LEESTEKST:
* * *
Voorts vragen de leden van de SP-fractie waarom politici niet in staat zijn regels die zij voor anderen maken ook voor zichzelf van toepassing te verklaren.

In de integrale visie is als uitgangspunt geformuleerd dat voor politieke ambtsdragers zo veel als mogelijk aansluiting wordt gezocht bij de arbeidsvoorwaarden van werknemers, tenzij de bijzondere positie van politieke ambtsdragers een afwijking van deze stelregel noodzakelijk maakt: aansluiten bij werknemers daar waar het kan, toegesneden arbeidsvoorwaarden daar waar het moet.

Zo is de bestendige beleidslijn dat voor de pensioenvoorziening van politieke ambtsdragers zoveel mogelijk wordt aangesloten bij de pensioenregeling voor werknemers. Verder is de Werkloosheidswet (hierna: WW) op een groot aantal onderdelen bepalend voor het uitkeringsregime op grond van de Appa. De inrichting van de sollicitatieplicht (het aanvaarden van passende arbeid) en het daarbij horende sanctieregime is eveneens geënt op de WW. Ook daar waar in de rechtspositie van politieke ambtsdragers wordt gekozen voor aansluiting bij de aanspraken van werknemers, vindt daarover altijd nog politieke besluitvorming plaats vanwege de bij wet, besluit of regeling vastgelegde rechtpositie. Zodoende kan steeds de afweging worden gemaakt in welke mate aansluiten bij de arbeidsvoorwaarden van werknemers in de rede ligt.
* * *
VERSTREKTE GEGEVENS:
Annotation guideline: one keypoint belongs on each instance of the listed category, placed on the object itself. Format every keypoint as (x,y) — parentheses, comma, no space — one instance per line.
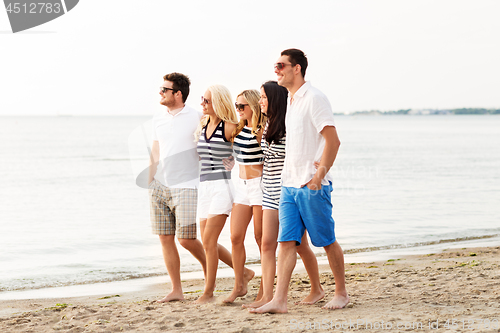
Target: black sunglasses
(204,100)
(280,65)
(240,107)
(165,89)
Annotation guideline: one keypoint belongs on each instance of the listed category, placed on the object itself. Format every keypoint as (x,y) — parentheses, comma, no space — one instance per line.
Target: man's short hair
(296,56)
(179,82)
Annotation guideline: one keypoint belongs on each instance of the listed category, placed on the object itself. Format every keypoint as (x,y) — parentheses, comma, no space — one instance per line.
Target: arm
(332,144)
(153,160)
* * *
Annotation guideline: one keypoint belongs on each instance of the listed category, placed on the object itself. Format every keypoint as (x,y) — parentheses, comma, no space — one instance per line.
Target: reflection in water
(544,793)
* * *
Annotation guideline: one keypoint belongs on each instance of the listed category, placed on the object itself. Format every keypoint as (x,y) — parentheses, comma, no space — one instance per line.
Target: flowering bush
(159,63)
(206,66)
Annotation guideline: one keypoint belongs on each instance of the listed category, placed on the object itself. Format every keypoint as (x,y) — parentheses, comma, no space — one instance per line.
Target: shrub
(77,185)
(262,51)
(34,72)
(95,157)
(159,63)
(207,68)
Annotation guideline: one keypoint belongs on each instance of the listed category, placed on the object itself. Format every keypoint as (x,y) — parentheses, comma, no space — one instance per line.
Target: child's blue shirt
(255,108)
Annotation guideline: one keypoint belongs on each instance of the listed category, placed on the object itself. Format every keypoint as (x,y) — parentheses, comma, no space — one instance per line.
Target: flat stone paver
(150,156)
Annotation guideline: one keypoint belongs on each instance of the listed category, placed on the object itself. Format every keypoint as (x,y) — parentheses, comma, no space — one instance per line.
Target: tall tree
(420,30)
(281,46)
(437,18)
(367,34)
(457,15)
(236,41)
* * *
UW OPDRACHTEN:
A. Op welke wet is volgens de leestekst over de rechtspositie van politieke ambtsdragers de inrichting van de sollicitatieplicht geënt?
B. Zet de leestekst over de rechtspositie van politieke ambtsdragers voort vanaf de laatste zin.
De lijst hierboven is afkomstig uit een andere bron dan de leestekst.

ANTWOORDEN OP VOLGORDE:
A. Op de Werkloosheidswet (WW).

B.
Maar hun bijzondere positie en de staatsrechtelijke verhoudingen kunnen met zich mee brengen dat sommige arbeidsvoorwaarden van politieke ambtsdragers een bijzondere vorm moeten hebben.

Zo kennen politieke ambtsdragers in tegenstelling tot werknemers geen enkele rechtsbescherming bij ontslag, is er een strikt verbod om te kunnen onderhandelen over individuele arbeidsvoorwaarden, vertrekvoorwaarden en individuele aanvullingen op de uitkeringsaanspraken, kan er uitsluitend sprake zijn van een tijdelijke aanstelling, vindt er geen salaristoename plaats tijdens de ambtsvervulling, is er geen mogelijkheid tijd en geld uit te ruilen (flexibele arbeidsvoorwaarden), zijn er geen variabele beloningscomponenten, is een afspraak over arbeidsduurverkorting onmogelijk, is er geen ontslag- en transitievergoeding en is er geen mogelijkheid voor bovenwettelijke regelingen.

De bijzondere staatsrechtelijke positie van volksvertegenwoordigers en bestuurders verklaart dus waarom politieke ambtsdragers niet in alle gevallen in staat zijn regels die zij voor anderen maken, ook voor zichzelf van toepassing te verklaren.

De leden van de SP-fractie vragen zich af waarom het kabinet een vergelijking met soortgelijke functies in de marktsector van toepassing acht.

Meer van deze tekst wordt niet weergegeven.